Start Records provided

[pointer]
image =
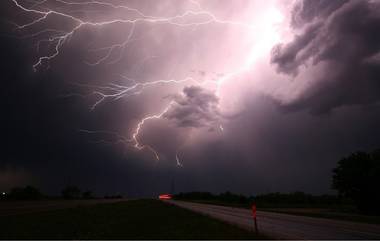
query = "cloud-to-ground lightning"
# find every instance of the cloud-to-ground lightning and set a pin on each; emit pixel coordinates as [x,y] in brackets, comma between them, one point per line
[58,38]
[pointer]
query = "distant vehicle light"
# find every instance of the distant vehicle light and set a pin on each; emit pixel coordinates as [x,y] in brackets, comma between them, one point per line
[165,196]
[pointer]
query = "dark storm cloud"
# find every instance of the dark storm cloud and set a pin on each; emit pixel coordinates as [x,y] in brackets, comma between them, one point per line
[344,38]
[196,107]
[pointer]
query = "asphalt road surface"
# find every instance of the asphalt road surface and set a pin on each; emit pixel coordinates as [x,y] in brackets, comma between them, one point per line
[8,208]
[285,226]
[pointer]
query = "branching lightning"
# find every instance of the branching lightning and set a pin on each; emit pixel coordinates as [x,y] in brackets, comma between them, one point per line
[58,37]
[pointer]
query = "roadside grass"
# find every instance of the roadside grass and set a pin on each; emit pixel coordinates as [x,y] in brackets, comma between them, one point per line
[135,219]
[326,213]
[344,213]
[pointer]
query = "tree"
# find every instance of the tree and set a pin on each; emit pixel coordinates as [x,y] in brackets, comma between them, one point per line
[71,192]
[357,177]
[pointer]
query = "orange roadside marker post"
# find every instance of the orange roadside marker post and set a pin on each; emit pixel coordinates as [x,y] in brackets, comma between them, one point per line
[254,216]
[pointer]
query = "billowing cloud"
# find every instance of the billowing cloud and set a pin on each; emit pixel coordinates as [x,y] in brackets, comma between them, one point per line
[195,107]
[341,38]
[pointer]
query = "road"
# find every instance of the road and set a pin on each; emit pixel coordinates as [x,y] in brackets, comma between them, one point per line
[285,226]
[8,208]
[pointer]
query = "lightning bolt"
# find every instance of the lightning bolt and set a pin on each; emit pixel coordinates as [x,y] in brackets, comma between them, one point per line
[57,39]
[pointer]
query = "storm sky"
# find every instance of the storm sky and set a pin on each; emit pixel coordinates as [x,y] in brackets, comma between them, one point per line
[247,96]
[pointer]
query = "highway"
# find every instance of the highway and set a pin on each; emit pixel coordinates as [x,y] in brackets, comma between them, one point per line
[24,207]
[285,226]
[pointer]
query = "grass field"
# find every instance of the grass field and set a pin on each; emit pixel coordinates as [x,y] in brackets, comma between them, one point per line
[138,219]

End Records provided
Start Records provided

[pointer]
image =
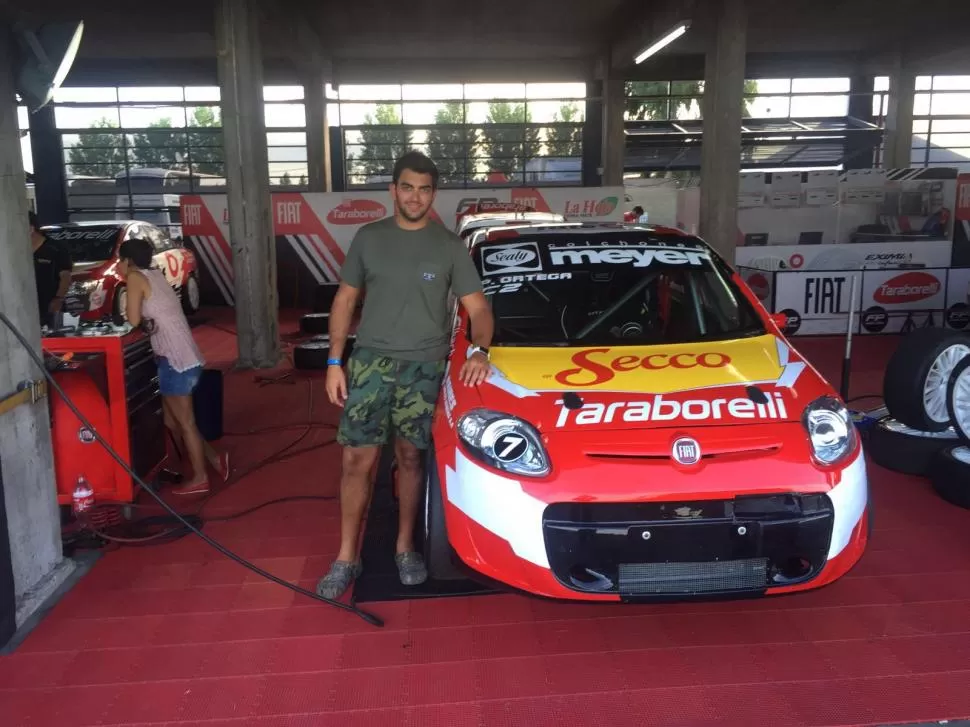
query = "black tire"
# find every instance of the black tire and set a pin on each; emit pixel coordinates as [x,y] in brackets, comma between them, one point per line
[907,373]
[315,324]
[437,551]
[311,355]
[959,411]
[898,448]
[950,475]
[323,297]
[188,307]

End Records provided

→ Your task: Pull out every line of the records that contains the word "surface", matching case exactly, and list those lines.

→ Solution to this exercise:
query = "asphalt road surface"
# find every instance of the asphalt road surface and set a pin on each; emit pixel coordinates as [x,y] in brackets, comma between them, one point per line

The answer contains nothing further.